WHAT YOU NEED TO DO:
(A) For each statement below, say whether it agrees with the varifocal lens passage. Answer yes or no and quote the deciding words of the passage. (i) In the initial state, the pressure difference between the first medium and the second medium is 0 Pa. (ii) In the initial state, the first elastic membrane is curved. (iii) In a conventional varifocal lens, deformation of the elastic membrane arises as a result of gravity.
(B) Pick up the varifocal lens passage after its final sentence and carry it forward.

Next, operation of the varifocal lens of this embodiment will be described.
First, in an initial state, a pressure difference between the first medium 3 and the second medium 4 is made 0 [Pa]. Specifically, hydrostatic pressure between the two mediums is equalized. In this state, the first elastic membrane 2 is between the first medium 3 and the second medium 4, giving a flat state (specifically, curvature=0 or radius of curvature=∞). The first elastic membrane 2 in this state is shown by the alternate long and two short dashes line in FIG. 1.
Here, with a conventional varifocal lens, unintended microscopic deformation arises in the elastic membrane between the mediums, as a result of gravity, due to microscopic density differences between the two mediums. As a result, with a conventional lens, particularly when lens power is small (namely when membrane curvature is small), there may situations where it is not possible to exhibit sufficient optical performance.

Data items
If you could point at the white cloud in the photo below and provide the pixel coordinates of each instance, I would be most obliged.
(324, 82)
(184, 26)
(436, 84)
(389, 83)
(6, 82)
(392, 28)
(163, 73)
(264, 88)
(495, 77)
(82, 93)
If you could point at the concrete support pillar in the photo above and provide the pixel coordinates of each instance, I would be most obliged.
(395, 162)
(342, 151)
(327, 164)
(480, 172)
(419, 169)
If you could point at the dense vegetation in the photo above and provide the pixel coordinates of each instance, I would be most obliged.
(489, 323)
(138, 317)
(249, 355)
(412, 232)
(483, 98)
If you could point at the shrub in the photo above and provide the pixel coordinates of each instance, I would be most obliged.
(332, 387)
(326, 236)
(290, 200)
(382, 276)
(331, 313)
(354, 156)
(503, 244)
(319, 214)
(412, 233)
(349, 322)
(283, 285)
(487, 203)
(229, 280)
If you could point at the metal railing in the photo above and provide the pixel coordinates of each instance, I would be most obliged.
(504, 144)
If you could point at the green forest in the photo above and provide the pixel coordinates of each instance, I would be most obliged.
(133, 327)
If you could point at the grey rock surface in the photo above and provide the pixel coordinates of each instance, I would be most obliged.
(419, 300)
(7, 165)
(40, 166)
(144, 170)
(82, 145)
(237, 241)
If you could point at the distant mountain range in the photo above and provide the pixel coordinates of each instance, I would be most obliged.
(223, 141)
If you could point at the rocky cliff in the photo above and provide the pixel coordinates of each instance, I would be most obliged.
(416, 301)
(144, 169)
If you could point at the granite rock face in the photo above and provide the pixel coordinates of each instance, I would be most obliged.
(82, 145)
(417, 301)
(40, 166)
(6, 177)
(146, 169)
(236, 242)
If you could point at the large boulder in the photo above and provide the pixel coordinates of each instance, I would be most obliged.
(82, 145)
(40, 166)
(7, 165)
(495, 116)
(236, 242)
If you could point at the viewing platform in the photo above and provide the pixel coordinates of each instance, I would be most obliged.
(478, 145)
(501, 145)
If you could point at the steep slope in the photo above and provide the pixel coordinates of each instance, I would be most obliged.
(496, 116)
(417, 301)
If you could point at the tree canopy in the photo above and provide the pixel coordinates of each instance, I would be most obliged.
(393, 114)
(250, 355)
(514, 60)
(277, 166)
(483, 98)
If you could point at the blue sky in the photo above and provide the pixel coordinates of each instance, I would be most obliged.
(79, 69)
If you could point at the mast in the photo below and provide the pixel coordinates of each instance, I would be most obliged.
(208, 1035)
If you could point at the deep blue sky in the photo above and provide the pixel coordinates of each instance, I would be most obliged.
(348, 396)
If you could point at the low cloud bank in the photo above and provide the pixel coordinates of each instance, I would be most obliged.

FINAL ANSWERS:
(A)
(i) Yes: "a pressure difference between the first medium 3 and the second medium 4 is made 0 [Pa]"
(ii) No: "giving a flat state (specifically, curvature=0 or radius of curvature=∞)"
(iii) Yes: "unintended microscopic deformation arises in the elastic membrane between the mediums, as a result of gravity"

(B)
By contrast, with the varifocal lens of this embodiment, since isotropic tensile stress is applied to the first elastic membrane 2 by the first tensile force applying section 6, it is possible to make deformation of the first elastic low, even if there is a small density difference between the first medium 3 and the second medium 4. Specifically, with this embodiment, there is an advantage that it is possible to improve optical performance of the lens, particularly when lens power is small, by causing a reduction in the effect of gravity due to density differences between the mediums. Also, since the effects of gravity as described above become more noticeable with increased diameter of the lens, the lens of this embodiment has an advantage that it is suitable to increasing the diameter. That is, with the present embodiment, it becomes possible to provide a varifocal lens having large aperture and high performance.
In the event that lens power (namely optical power) is changed, pressure is applied to the second medium 4 using the drive section 5. If this is done, a pressure difference arises between the first medium 3 and the second medium 4, and a boundary between the two mediums moves to a position where the pressures of the two mediums balance out. In this way, as shown by the solid line in FIG. 1, the shape of the first elastic membrane 2 can be made to bulge out into a dome shape or a paraboloid shape. As result, it is possible to change the lens power. In FIG. 1, the first elastic membrane 2 is made to bulge in a direction to the left in the drawing, but it is also possible to cause the first elastic membrane 2 to bulge in the opposite direction by making the pressure to the second medium 4 a negative pressure.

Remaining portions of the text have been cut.